══ Given passage
Plants make their own food through photosynthesis; animals find and ingest their food; but fungi put themselves into food by releasing digestive enzymes into…something, could be cigarette butts; an oil spill; an animal carcass; or dead leaves. Fungi “eat” by releasing digestive enzymes into something, usually dead, and digest it externally.

Many fungi are free-living in soil or water, but other species form parasitic or symbiotic relationships with plants or animals. Lichens, for example, are not a single organism but rather two organisms living together intimately and functioning as a single unit. A lichen is actually a “lichenized” fungus composed mainly of fungal filaments but with algae or bacteria packed in there, too.

Fungi, like plants, are promiscuous or stated more delicately, collaborative i.e., they readily form relationships, hybridize, and even merge with other organisms. For most fungi, hyphae—their long, branching filaments—are the building blocks for a fungus and mycelium refers to the collection of hyphae in a fungus. Fungi reproduce asexually by fragmentation, budding, or producing spores, and fragments of hyphae can grow new colonies of fungi quite rapidly. Mycelium has been described as “the living seam by which much of the world is stitched into relation.” (Sheldrake 2020)

And wait there’s more!! This newsletter is only a brief introduction to the wonders of fungi. If you are intrigued, even enthralled, and want more information and entertainment, obtain this book immediately: Entangled Life: How Fungi Make Our Worlds, Change Our Minds & Shape Our Futures by Merlin Sheldrake, May 2020.
════
▶ **Required action A**: Reproduce the passage on fungi between "And wait there’s" and "Sheldrake, May 2020.", inclusive.
▶ **Required action B**: Pick up the passage on fungi after its final sentence and continue writing it.
══ Extracted data
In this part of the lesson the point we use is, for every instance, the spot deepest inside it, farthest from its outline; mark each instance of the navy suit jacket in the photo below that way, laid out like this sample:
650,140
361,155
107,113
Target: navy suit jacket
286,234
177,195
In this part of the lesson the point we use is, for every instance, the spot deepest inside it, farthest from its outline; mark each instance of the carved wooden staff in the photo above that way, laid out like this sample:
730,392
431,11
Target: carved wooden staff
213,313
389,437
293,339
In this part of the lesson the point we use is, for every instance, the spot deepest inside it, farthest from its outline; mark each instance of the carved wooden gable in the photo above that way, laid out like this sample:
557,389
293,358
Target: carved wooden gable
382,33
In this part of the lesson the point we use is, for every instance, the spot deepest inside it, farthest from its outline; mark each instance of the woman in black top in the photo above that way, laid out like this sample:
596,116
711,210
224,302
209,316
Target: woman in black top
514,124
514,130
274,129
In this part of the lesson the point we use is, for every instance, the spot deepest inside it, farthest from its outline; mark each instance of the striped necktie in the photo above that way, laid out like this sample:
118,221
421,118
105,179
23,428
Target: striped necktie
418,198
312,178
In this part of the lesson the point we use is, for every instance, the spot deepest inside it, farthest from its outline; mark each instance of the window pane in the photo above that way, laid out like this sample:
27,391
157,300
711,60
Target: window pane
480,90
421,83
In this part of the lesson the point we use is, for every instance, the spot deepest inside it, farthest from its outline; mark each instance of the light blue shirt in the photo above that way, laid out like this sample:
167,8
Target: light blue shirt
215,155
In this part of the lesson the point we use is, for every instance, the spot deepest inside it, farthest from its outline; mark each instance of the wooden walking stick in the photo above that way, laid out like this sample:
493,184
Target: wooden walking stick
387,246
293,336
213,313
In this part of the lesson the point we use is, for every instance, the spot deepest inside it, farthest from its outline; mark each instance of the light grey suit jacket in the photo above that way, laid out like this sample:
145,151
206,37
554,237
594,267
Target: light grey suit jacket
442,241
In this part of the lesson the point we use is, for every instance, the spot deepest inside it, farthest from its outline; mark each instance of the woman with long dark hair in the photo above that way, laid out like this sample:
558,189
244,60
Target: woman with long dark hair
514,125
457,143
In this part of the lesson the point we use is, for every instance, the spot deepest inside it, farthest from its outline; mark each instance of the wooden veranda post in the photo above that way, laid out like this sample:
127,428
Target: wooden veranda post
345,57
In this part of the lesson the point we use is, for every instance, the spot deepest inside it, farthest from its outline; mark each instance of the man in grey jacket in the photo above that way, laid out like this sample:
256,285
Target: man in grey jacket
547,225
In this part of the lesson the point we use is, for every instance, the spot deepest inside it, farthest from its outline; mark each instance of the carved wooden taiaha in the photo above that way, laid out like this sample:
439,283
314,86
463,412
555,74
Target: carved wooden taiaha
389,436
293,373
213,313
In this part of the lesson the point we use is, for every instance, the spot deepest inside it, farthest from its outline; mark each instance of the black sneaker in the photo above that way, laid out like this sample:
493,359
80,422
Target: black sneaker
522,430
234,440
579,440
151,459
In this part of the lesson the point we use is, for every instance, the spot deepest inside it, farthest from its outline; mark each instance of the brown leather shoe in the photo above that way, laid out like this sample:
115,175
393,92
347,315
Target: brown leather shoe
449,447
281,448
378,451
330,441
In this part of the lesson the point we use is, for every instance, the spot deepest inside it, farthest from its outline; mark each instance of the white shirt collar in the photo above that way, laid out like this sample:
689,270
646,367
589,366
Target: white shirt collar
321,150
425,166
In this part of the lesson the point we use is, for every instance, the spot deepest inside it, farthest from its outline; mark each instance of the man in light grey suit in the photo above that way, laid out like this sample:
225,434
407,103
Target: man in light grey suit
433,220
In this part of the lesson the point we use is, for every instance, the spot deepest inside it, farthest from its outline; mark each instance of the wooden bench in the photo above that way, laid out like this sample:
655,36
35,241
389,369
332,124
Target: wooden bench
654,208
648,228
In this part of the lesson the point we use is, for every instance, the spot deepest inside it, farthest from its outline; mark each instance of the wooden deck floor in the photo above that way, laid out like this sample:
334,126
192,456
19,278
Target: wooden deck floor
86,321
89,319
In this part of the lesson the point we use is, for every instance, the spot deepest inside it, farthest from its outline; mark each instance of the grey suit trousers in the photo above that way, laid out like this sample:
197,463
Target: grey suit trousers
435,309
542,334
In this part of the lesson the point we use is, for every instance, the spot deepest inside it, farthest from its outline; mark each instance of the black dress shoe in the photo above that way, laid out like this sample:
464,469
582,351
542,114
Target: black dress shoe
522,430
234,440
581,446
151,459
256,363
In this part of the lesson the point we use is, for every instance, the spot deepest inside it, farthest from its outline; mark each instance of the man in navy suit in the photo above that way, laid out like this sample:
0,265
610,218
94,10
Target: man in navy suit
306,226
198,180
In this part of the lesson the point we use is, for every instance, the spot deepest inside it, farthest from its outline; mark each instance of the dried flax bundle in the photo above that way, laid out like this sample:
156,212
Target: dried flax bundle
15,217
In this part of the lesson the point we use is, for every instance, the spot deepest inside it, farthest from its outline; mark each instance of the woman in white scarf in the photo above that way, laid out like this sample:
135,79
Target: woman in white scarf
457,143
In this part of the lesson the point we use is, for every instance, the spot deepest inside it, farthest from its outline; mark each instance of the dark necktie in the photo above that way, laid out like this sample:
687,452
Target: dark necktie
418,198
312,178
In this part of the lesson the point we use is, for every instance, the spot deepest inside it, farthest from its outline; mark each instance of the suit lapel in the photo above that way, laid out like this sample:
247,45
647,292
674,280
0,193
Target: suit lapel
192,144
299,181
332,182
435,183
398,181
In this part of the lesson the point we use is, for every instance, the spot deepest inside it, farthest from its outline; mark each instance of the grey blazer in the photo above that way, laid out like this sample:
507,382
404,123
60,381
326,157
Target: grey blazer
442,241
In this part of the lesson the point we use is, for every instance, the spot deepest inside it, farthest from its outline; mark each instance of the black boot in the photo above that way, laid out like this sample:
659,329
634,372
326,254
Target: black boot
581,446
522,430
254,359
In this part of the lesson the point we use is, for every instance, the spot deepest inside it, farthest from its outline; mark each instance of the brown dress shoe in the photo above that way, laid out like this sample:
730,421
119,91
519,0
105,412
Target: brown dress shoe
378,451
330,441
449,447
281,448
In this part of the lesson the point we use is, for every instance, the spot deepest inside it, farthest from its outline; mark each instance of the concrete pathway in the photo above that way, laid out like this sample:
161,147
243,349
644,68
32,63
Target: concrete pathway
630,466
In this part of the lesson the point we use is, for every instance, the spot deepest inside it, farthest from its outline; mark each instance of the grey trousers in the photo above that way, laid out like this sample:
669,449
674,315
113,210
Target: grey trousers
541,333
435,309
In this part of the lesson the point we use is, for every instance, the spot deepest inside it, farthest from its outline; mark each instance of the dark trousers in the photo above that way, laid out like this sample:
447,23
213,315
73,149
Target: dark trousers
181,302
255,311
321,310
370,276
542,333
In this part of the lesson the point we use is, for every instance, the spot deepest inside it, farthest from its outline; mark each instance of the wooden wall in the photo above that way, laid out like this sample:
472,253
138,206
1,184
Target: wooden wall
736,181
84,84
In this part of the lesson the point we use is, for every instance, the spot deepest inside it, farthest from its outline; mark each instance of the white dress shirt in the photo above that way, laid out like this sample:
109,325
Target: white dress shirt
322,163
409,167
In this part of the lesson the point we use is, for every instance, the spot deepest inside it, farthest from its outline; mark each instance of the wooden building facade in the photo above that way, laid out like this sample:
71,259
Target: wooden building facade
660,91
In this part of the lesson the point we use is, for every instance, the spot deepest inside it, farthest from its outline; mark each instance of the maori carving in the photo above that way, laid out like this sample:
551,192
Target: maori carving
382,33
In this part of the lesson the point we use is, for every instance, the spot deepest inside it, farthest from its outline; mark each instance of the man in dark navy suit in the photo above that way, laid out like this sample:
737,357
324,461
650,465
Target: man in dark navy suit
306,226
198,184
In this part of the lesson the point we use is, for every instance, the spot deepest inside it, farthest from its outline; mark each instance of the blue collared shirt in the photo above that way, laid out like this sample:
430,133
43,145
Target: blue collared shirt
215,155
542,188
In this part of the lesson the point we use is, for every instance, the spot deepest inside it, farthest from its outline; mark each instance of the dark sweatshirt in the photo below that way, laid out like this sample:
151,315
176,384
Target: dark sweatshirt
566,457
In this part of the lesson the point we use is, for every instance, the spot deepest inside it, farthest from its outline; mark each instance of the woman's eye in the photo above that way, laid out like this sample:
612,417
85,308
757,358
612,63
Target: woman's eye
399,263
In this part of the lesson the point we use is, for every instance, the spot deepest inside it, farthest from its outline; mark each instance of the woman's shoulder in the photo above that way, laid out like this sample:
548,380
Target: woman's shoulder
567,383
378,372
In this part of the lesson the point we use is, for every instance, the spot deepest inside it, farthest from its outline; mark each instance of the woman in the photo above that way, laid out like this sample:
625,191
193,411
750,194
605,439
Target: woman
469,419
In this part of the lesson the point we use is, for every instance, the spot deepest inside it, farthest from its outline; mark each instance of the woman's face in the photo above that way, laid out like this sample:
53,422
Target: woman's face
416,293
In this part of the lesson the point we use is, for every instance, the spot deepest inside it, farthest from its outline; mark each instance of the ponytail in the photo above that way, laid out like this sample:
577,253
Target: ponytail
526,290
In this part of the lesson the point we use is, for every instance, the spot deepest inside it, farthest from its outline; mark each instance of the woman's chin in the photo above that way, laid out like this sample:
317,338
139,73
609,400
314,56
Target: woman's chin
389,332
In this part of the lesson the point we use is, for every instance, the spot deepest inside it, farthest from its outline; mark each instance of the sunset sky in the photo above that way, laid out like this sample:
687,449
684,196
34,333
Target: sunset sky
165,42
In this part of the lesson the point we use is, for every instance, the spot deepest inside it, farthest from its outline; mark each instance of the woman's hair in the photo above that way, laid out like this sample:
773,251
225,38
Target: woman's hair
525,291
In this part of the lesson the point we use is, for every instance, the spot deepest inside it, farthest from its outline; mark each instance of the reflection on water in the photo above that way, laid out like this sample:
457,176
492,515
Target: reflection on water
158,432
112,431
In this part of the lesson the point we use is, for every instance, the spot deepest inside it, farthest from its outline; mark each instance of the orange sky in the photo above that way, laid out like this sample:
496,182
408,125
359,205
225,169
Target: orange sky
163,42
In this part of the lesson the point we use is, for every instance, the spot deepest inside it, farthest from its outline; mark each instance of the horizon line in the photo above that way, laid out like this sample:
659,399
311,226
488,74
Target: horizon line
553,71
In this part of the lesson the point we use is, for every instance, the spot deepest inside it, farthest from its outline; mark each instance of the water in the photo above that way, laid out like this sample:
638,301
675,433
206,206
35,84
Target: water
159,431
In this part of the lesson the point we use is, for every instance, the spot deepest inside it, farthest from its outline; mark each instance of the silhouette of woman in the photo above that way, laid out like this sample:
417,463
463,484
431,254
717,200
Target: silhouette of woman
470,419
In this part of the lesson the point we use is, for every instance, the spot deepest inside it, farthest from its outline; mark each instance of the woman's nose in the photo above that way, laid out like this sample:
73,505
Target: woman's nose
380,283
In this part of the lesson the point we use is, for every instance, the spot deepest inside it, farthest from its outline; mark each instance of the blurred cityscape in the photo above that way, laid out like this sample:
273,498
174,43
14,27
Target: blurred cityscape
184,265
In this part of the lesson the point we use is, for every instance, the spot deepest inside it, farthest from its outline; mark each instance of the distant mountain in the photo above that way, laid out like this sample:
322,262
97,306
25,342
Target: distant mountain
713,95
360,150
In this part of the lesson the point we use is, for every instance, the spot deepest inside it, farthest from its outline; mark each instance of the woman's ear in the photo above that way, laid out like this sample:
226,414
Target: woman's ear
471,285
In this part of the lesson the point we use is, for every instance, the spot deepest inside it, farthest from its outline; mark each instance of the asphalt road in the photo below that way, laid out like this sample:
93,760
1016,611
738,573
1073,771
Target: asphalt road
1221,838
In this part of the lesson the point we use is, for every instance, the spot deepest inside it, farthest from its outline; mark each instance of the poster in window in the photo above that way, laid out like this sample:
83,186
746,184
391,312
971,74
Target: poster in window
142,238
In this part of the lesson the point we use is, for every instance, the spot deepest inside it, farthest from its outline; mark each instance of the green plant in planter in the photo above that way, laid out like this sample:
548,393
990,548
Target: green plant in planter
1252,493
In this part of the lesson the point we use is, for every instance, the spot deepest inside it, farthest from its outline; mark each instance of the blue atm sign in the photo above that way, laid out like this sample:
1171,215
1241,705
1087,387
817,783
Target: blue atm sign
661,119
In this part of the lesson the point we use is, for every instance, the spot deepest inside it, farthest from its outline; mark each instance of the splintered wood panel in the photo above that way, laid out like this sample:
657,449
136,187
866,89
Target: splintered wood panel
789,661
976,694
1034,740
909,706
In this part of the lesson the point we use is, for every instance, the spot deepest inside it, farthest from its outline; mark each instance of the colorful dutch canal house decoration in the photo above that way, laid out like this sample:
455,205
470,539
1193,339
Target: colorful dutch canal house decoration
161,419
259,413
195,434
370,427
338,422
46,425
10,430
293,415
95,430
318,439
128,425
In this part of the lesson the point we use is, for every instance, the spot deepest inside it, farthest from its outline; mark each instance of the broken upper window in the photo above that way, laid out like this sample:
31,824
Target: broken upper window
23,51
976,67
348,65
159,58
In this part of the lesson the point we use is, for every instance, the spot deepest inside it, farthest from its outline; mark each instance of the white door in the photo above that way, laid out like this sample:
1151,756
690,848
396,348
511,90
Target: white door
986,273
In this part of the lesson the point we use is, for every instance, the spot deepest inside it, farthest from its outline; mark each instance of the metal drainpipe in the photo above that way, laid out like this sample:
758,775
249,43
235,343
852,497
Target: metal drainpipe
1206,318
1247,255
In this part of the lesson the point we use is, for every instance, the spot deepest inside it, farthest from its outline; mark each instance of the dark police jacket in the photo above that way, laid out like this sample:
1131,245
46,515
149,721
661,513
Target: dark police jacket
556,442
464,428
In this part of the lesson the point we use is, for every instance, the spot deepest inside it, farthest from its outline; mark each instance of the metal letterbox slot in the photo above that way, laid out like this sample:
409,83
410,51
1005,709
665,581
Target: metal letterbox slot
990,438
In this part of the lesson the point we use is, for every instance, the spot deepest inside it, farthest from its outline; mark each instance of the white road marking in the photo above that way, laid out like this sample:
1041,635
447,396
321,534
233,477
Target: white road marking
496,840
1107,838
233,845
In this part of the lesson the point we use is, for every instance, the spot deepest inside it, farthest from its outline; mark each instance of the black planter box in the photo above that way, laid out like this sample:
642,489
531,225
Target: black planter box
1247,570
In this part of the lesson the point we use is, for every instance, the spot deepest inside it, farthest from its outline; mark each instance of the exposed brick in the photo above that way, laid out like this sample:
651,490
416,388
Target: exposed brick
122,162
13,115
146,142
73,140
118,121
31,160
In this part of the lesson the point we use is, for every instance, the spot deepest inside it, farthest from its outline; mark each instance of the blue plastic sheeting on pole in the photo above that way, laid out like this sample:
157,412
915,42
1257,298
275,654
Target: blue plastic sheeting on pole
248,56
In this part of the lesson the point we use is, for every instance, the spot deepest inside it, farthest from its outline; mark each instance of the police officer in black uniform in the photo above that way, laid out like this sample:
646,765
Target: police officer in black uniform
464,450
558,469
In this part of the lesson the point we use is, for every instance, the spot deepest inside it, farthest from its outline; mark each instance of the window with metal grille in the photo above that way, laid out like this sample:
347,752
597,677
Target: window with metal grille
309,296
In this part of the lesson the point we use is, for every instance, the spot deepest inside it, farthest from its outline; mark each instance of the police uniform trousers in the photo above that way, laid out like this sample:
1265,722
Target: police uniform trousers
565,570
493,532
════
▶ **Response box A**:
And wait there’s more!! This newsletter is only a brief introduction to the wonders of fungi. If you are intrigued, even enthralled, and want more information and entertainment, obtain this book immediately: Entangled Life: How Fungi Make Our Worlds, Change Our Minds & Shape Our Futures by Merlin Sheldrake, May 2020.

▶ **Response box B**:
Sheldrake is a mycologist who studies underground fungal networks. He writes in his book about two fast-growing fields of biological inquiry. One is the many sophisticated problem-solving behaviors that have evolved in brainless organisms outside the animal kingdom e.g., fungi or slime molds. The second field of inquiry is the way we think about microscopic organisms —or microbes—that cover every inch of our planet. This is particularly intriguing now that we know that we carry around more microbes in our bodies than we do our own cells. As one reviewer wrote, Sheldrake writes about these questions with “ebullience and precision” and “moves smoothly between stories, scientific descriptions, and philosophical issues”. Rob Dunn, a biologist who also writes compelling books about nature (e.g., Never Home Alone: From Microbes to Millipedes, Camel Crickets, and Honeybees, the Natural History of Where We Live) wrote about Entangled Life, “This book rocked me into remembering that nature, especially fungal nature, is big and encompassing and creative and destructive. It reminded me that fungi are, like the Universe, sublime.”

And here is a “plant of the month” selection. I had not seen this plant at Richland Ridge before my daughter spotted it while we were “Pandemic walking” in early October.

This is an American Beauty-berry bush Callicarpa americana L, a native plant in the lower 48 US states. It generally grows 3-5 feet tall and often just as wide, but sometimes grows as high as 9 feet. Its most striking feature is its showy clusters of glossy bright purple berries that often remain after the leaves have fallen. The flowers are easily missed. They are small and pink, blooming in close clusters at the bases of the leaves. The berries and seeds are important foods for many birds.

And….Another successful monarch migration.

Other references:

Reimagining Dinosaurs. National Geographic October 2020

Joel, Lucas (21 October 2019). “The dinosaur-killing asteroid acidified the ocean in a flash: The Chicxulub event was as damaging to life in the oceans as it was to creatures on land, a study shows”. The New York Times

Stetka, Bret. April 16, 2016 “The Human Body’s Complicated Relationship with Fungi” NPR

“Fantastic Fungi”. The University of Oklahoma Citizen Science Collection Program. 2014.

And a joke to help remember how to pronounce “fungi”:
A mushroom walked into a bar and ordered a drink. “I’m sorry,” said the barkeeper, “we don’t serve mushrooms.” The mushroom said, “But why not, I’m a fun guy!”